RECORDS FOR THIS EXERCISE:
···

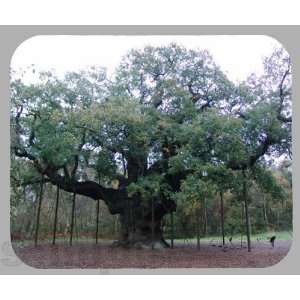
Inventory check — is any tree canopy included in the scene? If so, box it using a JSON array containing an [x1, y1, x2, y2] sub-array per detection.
[[11, 44, 292, 247]]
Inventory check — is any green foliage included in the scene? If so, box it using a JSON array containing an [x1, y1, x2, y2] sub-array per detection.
[[11, 44, 292, 239]]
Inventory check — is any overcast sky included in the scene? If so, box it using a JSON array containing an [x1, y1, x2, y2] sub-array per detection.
[[11, 35, 281, 81]]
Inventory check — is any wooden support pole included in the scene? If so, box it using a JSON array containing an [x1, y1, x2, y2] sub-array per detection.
[[34, 178, 44, 246], [196, 207, 200, 250], [52, 186, 59, 245], [70, 192, 76, 246], [243, 170, 251, 252], [220, 191, 225, 247], [96, 199, 100, 244], [171, 212, 174, 249], [151, 198, 154, 250]]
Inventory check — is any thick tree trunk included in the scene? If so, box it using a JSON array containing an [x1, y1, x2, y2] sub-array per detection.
[[243, 171, 251, 252], [40, 168, 176, 249], [70, 193, 76, 246], [52, 186, 59, 245], [34, 179, 44, 246]]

···

WRITTEN REQUEST: Copy the entries from the line containing "Inventory check — is any thick" through the end of the entries, swapping "thick tree trunk" for "large tree trunk" and leaving everything else unchanged.

ANSWER TO THIS PROBLEM:
Inventory check — is any large tree trunk included in the scene? If so, box it using a JSON array containing an [x1, y1, x2, y2] sub-array per detection.
[[243, 171, 251, 252], [40, 168, 176, 249], [70, 193, 76, 246], [52, 186, 59, 245], [34, 179, 44, 246]]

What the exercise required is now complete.